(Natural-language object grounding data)
.....

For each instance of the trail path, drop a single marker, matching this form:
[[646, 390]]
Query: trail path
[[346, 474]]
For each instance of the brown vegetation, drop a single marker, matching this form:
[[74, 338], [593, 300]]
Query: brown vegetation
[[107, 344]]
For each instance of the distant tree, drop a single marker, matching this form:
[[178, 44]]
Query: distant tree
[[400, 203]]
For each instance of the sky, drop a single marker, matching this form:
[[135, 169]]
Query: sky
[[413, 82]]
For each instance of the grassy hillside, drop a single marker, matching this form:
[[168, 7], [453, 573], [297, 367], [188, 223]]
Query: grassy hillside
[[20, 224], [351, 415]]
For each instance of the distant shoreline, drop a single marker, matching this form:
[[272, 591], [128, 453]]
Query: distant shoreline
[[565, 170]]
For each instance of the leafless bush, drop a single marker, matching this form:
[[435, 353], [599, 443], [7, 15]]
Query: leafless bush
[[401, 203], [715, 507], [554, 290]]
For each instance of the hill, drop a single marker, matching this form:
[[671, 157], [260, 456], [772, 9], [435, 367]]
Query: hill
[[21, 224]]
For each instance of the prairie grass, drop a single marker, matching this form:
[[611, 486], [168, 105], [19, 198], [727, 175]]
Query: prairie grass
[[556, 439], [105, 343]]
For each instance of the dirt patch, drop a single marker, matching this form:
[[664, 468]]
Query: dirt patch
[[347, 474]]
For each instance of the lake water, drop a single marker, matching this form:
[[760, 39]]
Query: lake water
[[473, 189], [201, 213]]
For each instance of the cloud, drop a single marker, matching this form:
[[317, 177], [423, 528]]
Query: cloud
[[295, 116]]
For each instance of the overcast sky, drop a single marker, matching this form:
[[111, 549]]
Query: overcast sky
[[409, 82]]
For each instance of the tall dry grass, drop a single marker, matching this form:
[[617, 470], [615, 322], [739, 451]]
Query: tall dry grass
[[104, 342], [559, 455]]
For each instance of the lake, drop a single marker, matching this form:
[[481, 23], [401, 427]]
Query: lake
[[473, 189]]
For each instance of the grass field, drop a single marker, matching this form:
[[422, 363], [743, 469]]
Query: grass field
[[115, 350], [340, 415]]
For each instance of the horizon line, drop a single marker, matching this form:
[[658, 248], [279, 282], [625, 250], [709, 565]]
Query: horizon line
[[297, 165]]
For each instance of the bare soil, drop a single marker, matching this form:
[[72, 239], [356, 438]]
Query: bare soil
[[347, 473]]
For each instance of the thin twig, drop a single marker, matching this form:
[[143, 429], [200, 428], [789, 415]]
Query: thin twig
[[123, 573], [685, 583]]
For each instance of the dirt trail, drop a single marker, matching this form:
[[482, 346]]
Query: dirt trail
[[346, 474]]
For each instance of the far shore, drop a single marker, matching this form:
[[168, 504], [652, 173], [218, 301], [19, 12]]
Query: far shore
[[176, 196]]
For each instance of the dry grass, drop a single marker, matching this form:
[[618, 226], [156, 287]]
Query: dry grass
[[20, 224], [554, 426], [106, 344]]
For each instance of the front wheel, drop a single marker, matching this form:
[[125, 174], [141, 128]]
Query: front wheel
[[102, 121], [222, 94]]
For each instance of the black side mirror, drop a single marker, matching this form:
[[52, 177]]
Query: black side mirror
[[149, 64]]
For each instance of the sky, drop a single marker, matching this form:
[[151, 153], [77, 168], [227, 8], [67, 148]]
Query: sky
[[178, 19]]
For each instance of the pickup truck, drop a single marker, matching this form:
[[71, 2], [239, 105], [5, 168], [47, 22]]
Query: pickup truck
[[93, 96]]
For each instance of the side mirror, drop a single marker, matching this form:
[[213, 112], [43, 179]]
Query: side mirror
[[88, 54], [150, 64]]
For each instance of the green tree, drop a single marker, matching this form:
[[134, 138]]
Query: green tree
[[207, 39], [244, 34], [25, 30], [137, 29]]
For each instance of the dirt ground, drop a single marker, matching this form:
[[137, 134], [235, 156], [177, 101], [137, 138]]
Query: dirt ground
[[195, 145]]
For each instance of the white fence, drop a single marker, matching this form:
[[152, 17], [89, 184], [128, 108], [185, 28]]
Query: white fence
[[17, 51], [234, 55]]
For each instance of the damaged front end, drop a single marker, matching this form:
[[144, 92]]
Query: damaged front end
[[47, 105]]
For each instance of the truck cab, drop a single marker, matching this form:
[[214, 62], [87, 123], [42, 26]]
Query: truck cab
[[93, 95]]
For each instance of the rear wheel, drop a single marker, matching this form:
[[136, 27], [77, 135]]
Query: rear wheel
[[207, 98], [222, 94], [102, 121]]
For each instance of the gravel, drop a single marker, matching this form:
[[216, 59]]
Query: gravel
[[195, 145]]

.....

■ What to do ■
Reproduce all of the entries verbatim.

■ Answer space ■
For each instance of the trail path, drop a single marker, matching this form:
[[646, 390]]
Query: trail path
[[346, 474]]
For each instance of the brown vegetation, drop a single marker, matching this form:
[[74, 338], [593, 300]]
Query: brown vegetation
[[107, 344]]
For each instance of the distant tree, drop a single marker, matching this form:
[[178, 44]]
Query: distant tree
[[400, 203]]
For each instance of the sky, drop a single marker, matching this form:
[[135, 169]]
Query: sky
[[413, 82]]
For each instance of the grassy hillside, drop a single marker, matching this form:
[[168, 7], [453, 573], [297, 367], [188, 223]]
Query: grassy hillside
[[20, 224], [351, 415]]
For each instance of the distant shoreline, drop a single marker, matching this form:
[[272, 591], [128, 453]]
Query: distant shoreline
[[565, 170]]
For each instance of the leafless bush, drop a single marker, matching this form:
[[435, 353], [599, 443], [7, 15]]
Query: leafless bush
[[401, 203], [715, 507], [554, 290]]
For each instance of the hill, drop a single marker, matching this form:
[[671, 157], [260, 456], [772, 9], [435, 367]]
Query: hill
[[21, 224]]
For each instance of the prairie grass, drop a single marker, matching this form:
[[611, 486], [168, 105], [19, 198], [727, 175]]
Query: prairie grass
[[556, 439], [105, 343]]
For each instance of the dirt patch, drop a single marker, matching this form:
[[664, 468]]
Query: dirt patch
[[347, 474]]
For each instance of the lake water, drop a single marker, matching this form:
[[760, 39]]
Query: lake water
[[473, 189], [201, 213]]
For each instance of the cloud, drop a single marker, matching this form:
[[317, 177], [423, 528]]
Query: cloud
[[295, 116]]
For each instance of the overcast sky, drop a single marker, matching this form:
[[111, 549]]
Query: overcast sky
[[409, 82]]
For each instance of the tall dry grass, drop a single marker, matching this form:
[[617, 470], [615, 322], [739, 451]]
Query: tall dry grass
[[104, 342], [559, 455]]
For each instance of the lake, drop a single marker, matching this form:
[[481, 23], [401, 427]]
Query: lake
[[473, 189]]
For each instance of the grass field, drop a single marker, matching this form:
[[422, 363], [743, 469]]
Query: grass field
[[115, 350], [340, 415]]
For each instance of the horizon line, drop a single marker, matching this form:
[[658, 248], [279, 282], [625, 250], [709, 565]]
Query: horizon line
[[297, 165]]
For each instance of the bare soil, drop a single marker, matching this form:
[[72, 239], [356, 438]]
Query: bare soil
[[347, 473]]
For each instance of the thin twig, drop a single marker, matching this form:
[[143, 429], [200, 428], [789, 415]]
Query: thin twig
[[123, 573], [685, 583]]
For each instance of the dirt trail, drop a single marker, matching this form:
[[482, 346]]
Query: dirt trail
[[346, 474]]
For each instance of the far shore, drop a single marker, matching this form:
[[168, 504], [652, 173], [218, 301], [19, 12]]
Query: far shore
[[176, 196]]
For each instance of the dry grass, drop a single marker, matching this form:
[[618, 226], [156, 287]]
Query: dry grass
[[20, 224], [554, 426], [106, 344]]
For each instance of the front wheel, drop a single marker, matching this form:
[[125, 174], [141, 128]]
Query: front wheel
[[102, 121], [222, 94]]
For each instance of the black side mirror, drop a single marker, matching this form:
[[52, 177]]
Query: black side mirror
[[149, 64]]
For each instance of the sky, drop a single marker, matching this form:
[[151, 153], [77, 168], [227, 8], [67, 148]]
Query: sky
[[178, 19]]
For each instance of the pickup truck, drop a single marker, matching this form:
[[71, 2], [239, 105], [5, 168], [47, 22]]
Query: pickup truck
[[93, 96]]
For each instance of the side mirror, drop a single marker, matching this form:
[[213, 112], [43, 179]]
Query: side mirror
[[88, 54], [150, 64]]
For each instance of the green tree, drop a single marker, matching this form:
[[134, 138]]
Query: green tree
[[207, 39], [244, 34], [25, 30], [137, 29]]
For each instance of the dirt ground, drop a single marker, matching this form:
[[137, 134], [235, 156], [177, 101], [137, 138]]
Query: dirt ground
[[195, 145]]
For each instance of the white fence, drop a single marker, matching this form:
[[152, 17], [89, 184], [128, 108], [185, 28]]
Query: white fence
[[17, 51], [234, 55]]
For each instance of the damaged front end, drop a single marker, matching this form:
[[144, 92]]
Query: damaged front end
[[47, 105]]
For each instance of the truck cab, drop a single marker, matching this form:
[[214, 62], [87, 123], [42, 26]]
Query: truck cab
[[93, 95]]
For each instance of the rear wheel, drop a single marker, matching this form:
[[136, 27], [77, 135]]
Query: rear wheel
[[207, 98], [222, 94], [102, 121]]
For each instance of the gravel, drop a single marker, matching this form:
[[216, 59]]
Query: gravel
[[195, 145]]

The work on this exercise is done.